> _DIRECTIONS_
Rewrite the rows with "short dark hair" changed to "long blond hair" throughout, keeping everything else the same and leaving out the pictures.

> _RECORDS FOR PROCESSING_
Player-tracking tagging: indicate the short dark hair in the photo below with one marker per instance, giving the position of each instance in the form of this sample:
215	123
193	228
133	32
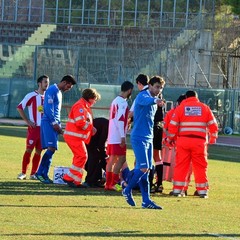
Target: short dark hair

> _FINISHED TASK_
Player-tracking tagging: indicate the long blond hair in the photo below with one marker per instance, giving the position of each instance in the form of this sample:
215	123
193	228
133	32
Target: long blond hair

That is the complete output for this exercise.